▶ **Action item**
Among the following entries, say how many lines contain the word "instance"; the answer is a number and nothing else.

▶ **The data**
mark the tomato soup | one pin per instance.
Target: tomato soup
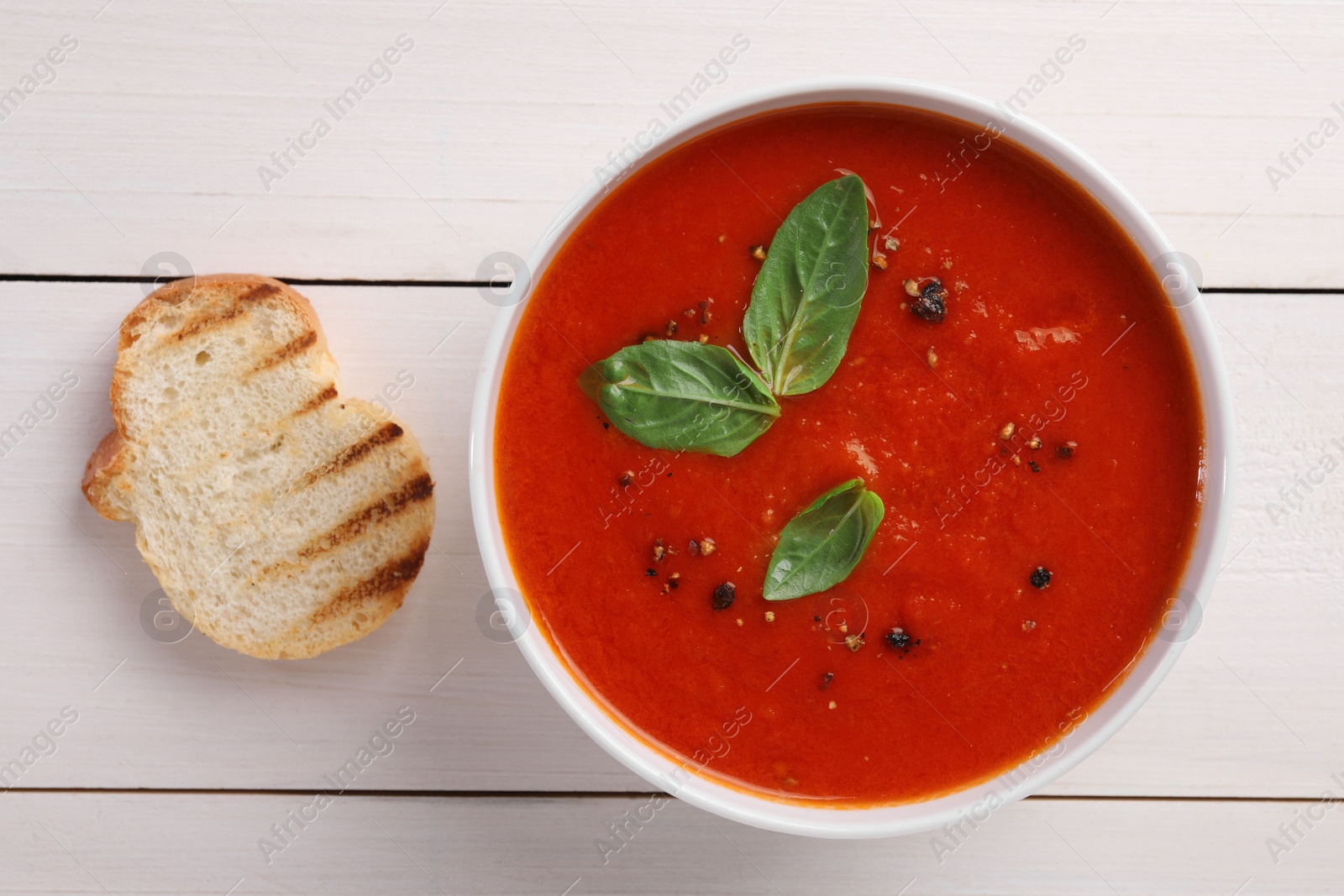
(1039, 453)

==

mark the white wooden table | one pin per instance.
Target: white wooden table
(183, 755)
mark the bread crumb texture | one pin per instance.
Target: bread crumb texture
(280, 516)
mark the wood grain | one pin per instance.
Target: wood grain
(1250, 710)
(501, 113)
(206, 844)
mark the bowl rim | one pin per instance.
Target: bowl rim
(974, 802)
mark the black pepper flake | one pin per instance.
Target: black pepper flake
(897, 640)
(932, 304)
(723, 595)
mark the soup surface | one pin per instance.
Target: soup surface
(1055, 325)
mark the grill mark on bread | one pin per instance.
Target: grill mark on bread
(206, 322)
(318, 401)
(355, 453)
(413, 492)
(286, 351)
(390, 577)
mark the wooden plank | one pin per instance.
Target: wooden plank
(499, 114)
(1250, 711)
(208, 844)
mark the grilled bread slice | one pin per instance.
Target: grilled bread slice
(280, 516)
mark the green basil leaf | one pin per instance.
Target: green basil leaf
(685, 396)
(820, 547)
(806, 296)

▶ **Exercise response**
11